### Arbeitsaufträge
(A) Entscheiden Sie bei jeder der folgenden Aussagen, ob sie mit dem Textauszug über den Streit um die Messe übereinstimmt. Antworten Sie jeweils mit Ja oder Nein und zitieren Sie die ausschlaggebenden Worte des Textes wörtlich: (i) Hasnain Kazim blieb der Messe aus Solidarität mit Kuhnke fern. (ii) El-Mafaalani begrüßt, dass der Streit inzwischen auch innerhalb der Verlage geführt wird. (iii) Laut El-Mafaalani stellten solche Verlage in diesem Jahr zum ersten Mal auf der Messe aus.
(B) Führen Sie den Textauszug über den Streit um die Messe nach seinem letzten Satz fort.

Eine andere Sicht der Dinge vertritt der Autor Hasnain Kazim. Er berichtet, wie er vergangenen Oktober von mehreren Seiten aufgefordert worden sei, aus Solidarität mit Kuhnke ebenfalls nicht zur Messe zu kommen. Er sei jedoch anderer Meinung gewesen und deshalb hingegangen – "was mir den Vorwurf einbrachte, ich sei nicht solidarisch genug".
Für den Soziologen El-Mafaalani zeigt sich an dem Beispiel die Notwendigkeit der aktiven Auseinandersetzung. Er sei froh darüber, dass der Streit mittlerweile auch innerhalb der Verlage geführt werde. Zwar habe die Empfindung von mangelnder Solidarität "eine nachvollziehbare Logik", seine eigene Position sei jedoch eine andere: "Alle, die nicht Angst haben, gehen hin und streiten sich richtig." Solche "Nazi-Verlage" hätten auch in den Vorjahren schon auf der Messe ausgestellt.

### Gegebene Daten

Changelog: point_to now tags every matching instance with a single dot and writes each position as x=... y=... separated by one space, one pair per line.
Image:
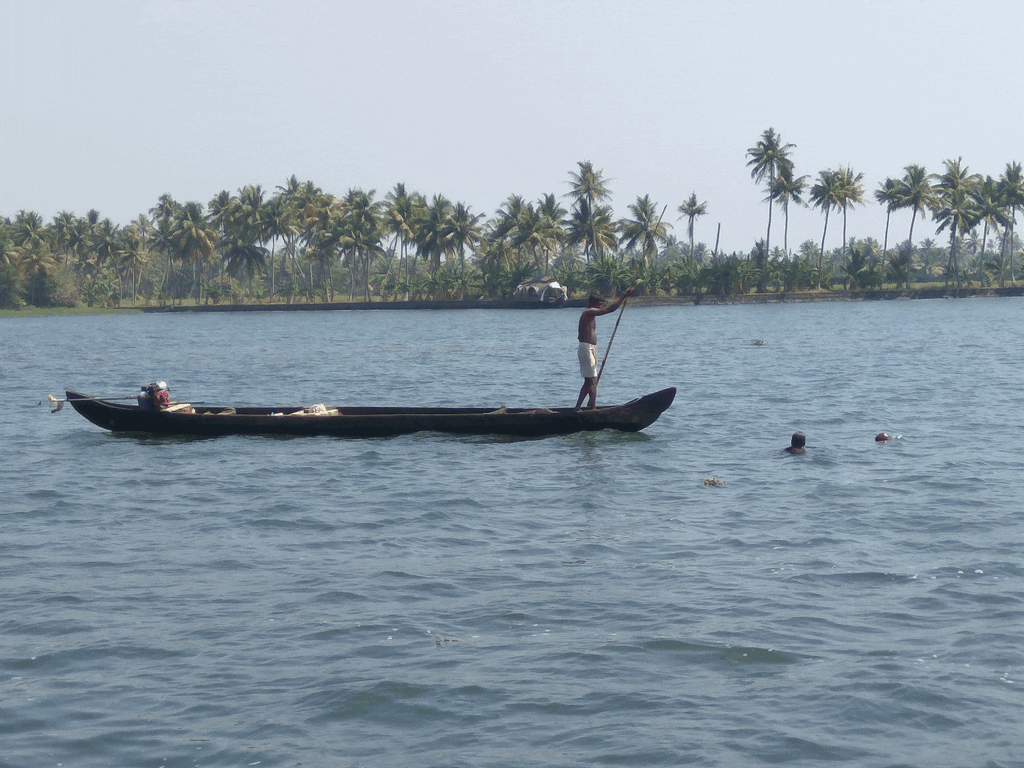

### Lösungen
(A)
(i) Nein: „Er sei jedoch anderer Meinung gewesen und deshalb hingegangen“
(ii) Ja: „Er sei froh darüber, dass der Streit mittlerweile auch innerhalb der Verlage geführt werde.“
(iii) Nein: „Solche "Nazi-Verlage" hätten auch in den Vorjahren schon auf der Messe ausgestellt.“

(B)
Ein beeindruckend genau geführtes Gespräch über das Erben und Weitervererben von Migrationserfahrung bildet am Sonntagabend den Abschluss des dreitägigen Festivals – eine Nachhilfestunde für alle, die ihre eigene Herkunftswelt nicht verlassen haben (müssen) und denen es deshalb Mühe macht, die Erfahrungen von Anderssein, von Zerrissenheit und biografischen Brüchen nachzuvollziehen.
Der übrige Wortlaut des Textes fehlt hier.